> [TO DO]: Please print the records below word for word, from the very first line down to and including the line containing "244,118 -> 266,140".

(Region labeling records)

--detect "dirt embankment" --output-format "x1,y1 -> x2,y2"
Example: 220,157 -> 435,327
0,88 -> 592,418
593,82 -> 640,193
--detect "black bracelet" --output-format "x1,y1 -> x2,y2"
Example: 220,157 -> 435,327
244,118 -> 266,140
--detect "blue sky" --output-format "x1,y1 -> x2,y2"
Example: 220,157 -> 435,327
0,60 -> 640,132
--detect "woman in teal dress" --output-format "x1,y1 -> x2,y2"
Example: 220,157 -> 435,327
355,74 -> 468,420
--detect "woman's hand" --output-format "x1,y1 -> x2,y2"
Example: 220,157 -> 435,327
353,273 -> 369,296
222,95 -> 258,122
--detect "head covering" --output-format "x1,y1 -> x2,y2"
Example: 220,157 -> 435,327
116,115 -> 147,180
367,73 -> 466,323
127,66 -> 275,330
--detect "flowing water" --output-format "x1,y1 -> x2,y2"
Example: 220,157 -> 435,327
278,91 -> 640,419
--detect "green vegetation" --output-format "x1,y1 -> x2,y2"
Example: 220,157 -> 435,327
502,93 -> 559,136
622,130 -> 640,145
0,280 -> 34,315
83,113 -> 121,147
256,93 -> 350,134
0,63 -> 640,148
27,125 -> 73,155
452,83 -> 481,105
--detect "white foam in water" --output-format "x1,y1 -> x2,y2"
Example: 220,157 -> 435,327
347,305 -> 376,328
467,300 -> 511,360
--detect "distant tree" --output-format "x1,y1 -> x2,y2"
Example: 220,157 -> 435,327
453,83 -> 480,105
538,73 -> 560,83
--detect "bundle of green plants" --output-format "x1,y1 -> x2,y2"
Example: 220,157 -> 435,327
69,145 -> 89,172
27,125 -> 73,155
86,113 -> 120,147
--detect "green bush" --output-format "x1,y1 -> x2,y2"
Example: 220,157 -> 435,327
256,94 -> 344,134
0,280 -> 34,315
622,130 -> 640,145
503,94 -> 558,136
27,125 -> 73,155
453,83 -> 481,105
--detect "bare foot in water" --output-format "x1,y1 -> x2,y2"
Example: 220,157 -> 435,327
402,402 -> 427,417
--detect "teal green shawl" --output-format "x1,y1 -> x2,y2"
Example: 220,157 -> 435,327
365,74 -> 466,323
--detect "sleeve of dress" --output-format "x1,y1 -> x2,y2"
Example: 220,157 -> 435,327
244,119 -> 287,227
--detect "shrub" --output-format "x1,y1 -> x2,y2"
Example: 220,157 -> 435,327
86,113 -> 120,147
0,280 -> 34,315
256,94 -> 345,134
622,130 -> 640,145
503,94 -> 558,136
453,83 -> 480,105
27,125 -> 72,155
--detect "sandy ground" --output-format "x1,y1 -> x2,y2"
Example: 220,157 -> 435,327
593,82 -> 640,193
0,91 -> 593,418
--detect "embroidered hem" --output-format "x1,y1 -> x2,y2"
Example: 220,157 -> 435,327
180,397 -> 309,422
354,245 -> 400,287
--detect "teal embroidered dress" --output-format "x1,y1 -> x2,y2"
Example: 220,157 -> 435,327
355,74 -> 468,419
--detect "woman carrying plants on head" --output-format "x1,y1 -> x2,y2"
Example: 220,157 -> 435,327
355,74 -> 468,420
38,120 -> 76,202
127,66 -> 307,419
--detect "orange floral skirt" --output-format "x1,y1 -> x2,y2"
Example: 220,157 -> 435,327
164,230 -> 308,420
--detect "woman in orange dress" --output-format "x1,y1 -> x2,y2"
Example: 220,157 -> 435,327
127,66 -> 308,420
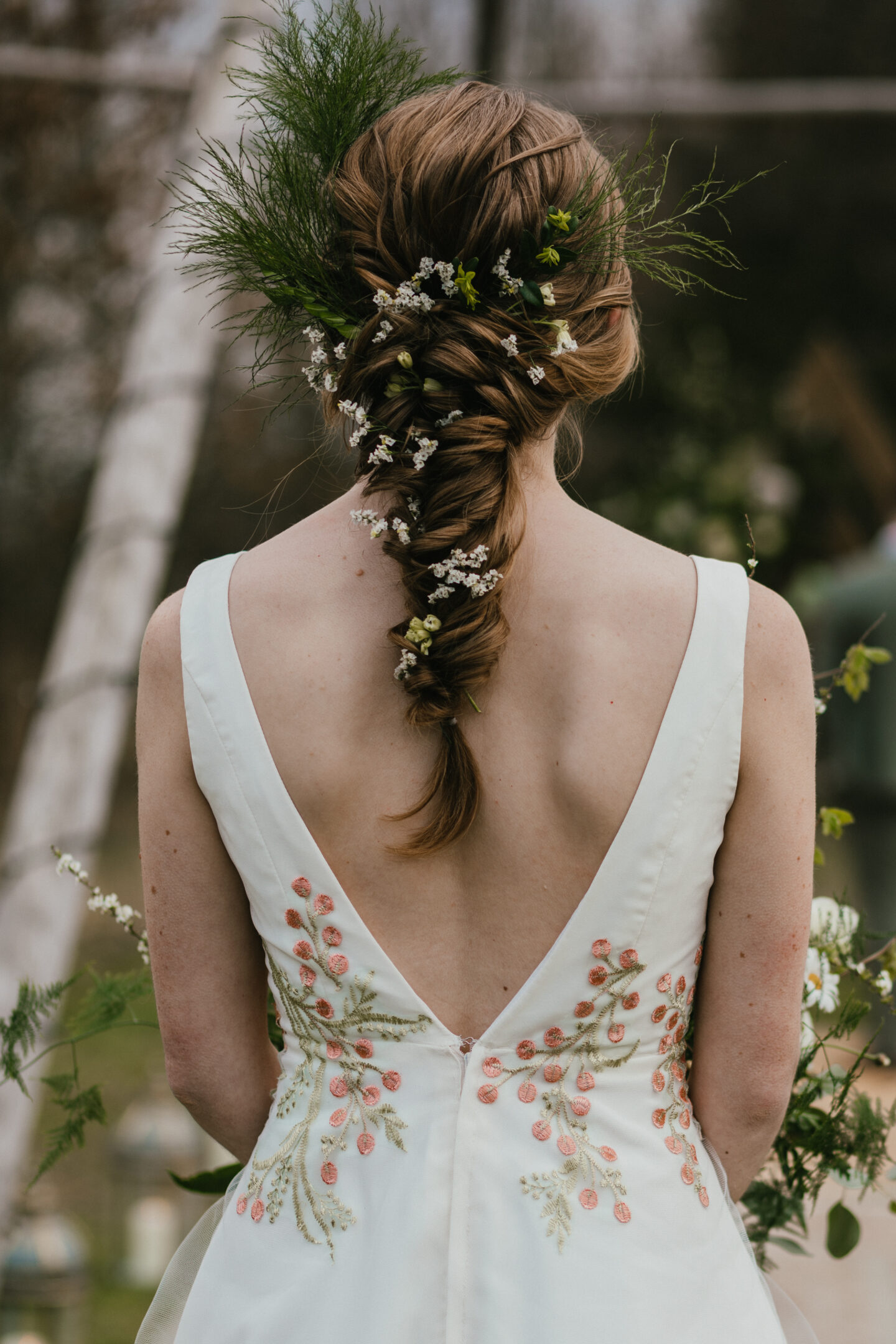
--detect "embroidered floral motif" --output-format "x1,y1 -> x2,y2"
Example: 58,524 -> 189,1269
650,945 -> 709,1208
478,938 -> 645,1250
236,877 -> 431,1255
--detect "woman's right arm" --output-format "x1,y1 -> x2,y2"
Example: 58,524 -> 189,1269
137,594 -> 279,1162
689,581 -> 815,1199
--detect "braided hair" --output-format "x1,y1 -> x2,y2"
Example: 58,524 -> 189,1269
324,81 -> 638,855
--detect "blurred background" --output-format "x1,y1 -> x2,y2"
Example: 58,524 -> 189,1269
0,0 -> 896,1344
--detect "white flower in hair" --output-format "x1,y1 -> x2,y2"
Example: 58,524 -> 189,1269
349,508 -> 388,541
492,247 -> 523,294
414,438 -> 439,472
549,320 -> 579,359
392,649 -> 416,681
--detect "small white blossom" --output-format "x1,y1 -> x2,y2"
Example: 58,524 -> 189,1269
414,438 -> 439,472
392,649 -> 416,681
492,247 -> 523,294
551,321 -> 579,359
809,897 -> 859,954
803,948 -> 839,1012
349,508 -> 388,541
874,971 -> 894,999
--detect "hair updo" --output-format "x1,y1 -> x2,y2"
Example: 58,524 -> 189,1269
324,81 -> 638,855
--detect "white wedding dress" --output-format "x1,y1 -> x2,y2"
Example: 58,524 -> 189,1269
138,555 -> 814,1344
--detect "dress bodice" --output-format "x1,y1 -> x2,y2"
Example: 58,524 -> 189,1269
134,556 -> 811,1344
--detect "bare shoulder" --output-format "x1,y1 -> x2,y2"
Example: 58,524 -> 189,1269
140,589 -> 184,688
744,579 -> 813,700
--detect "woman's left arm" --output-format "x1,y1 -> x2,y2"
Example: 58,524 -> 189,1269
137,593 -> 279,1162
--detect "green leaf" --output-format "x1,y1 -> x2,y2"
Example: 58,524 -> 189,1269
818,808 -> 856,840
768,1236 -> 811,1255
826,1200 -> 862,1259
168,1162 -> 243,1195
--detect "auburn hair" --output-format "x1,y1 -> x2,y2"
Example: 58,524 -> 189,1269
324,81 -> 638,855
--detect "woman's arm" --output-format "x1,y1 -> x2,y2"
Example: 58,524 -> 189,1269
137,593 -> 279,1161
691,582 -> 815,1199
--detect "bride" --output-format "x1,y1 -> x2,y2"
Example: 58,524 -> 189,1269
138,6 -> 814,1344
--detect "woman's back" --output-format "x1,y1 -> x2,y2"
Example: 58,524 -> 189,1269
230,473 -> 696,1036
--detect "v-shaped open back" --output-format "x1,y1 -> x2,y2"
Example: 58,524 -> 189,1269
140,545 -> 800,1344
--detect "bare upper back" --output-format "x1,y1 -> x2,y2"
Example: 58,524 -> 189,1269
230,481 -> 696,1036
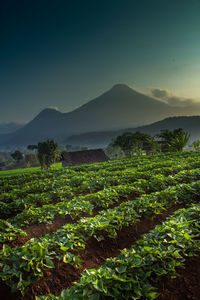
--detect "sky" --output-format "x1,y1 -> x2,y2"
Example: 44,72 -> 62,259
0,0 -> 200,123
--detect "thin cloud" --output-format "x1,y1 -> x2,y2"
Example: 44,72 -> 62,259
47,106 -> 59,111
150,88 -> 196,107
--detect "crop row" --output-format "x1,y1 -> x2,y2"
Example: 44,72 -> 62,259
0,154 -> 200,217
0,152 -> 198,192
36,204 -> 200,300
7,169 -> 200,227
0,169 -> 200,242
0,178 -> 200,293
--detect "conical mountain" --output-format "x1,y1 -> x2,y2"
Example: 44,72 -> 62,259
0,84 -> 200,146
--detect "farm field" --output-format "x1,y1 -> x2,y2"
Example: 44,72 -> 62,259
0,151 -> 200,300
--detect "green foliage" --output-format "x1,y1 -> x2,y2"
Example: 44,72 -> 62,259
11,150 -> 24,162
157,128 -> 190,152
169,131 -> 190,152
113,131 -> 150,157
0,151 -> 200,300
192,140 -> 200,151
37,140 -> 59,169
27,145 -> 38,151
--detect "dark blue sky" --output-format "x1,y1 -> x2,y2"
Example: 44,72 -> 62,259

> [SOLUTION TO THIS PROBLEM]:
--detect "dirt embankment" --output-format "x1,y1 -> x2,y2"
Example: 220,157 -> 435,327
0,88 -> 592,418
593,82 -> 640,193
--detect "black bracelet" --output-format "x1,y1 -> x2,y2"
Example: 220,157 -> 435,327
244,118 -> 266,140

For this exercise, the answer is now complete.